What is asked ▸ Report how many lines of the records contain the string "jacket", matching case exactly, and give only that number.

Data entries ▸
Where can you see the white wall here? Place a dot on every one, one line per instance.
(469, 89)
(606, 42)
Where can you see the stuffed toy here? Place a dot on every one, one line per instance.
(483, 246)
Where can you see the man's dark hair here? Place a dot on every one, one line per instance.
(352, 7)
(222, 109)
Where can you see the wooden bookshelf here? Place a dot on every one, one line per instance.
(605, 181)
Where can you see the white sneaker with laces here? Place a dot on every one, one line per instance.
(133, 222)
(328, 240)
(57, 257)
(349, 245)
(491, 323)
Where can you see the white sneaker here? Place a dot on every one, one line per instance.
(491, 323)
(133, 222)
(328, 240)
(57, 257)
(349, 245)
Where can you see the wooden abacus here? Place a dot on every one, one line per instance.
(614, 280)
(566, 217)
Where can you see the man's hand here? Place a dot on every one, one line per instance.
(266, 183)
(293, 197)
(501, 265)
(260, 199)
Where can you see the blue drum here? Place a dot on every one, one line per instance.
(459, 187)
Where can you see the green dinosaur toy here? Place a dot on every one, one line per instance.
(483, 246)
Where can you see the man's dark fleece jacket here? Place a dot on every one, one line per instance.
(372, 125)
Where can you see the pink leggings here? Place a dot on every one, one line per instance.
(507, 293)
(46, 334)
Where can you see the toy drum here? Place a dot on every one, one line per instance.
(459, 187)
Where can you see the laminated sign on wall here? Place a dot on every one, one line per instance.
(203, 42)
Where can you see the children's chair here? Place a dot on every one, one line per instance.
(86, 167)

...

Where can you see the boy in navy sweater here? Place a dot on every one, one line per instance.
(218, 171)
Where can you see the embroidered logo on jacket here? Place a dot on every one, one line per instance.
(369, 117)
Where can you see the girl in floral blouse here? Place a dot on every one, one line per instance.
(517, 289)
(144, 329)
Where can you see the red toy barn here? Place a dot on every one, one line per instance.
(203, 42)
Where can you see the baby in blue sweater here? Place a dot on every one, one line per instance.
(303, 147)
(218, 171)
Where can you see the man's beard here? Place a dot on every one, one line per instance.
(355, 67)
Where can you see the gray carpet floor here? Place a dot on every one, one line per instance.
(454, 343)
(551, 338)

Final result ▸ 2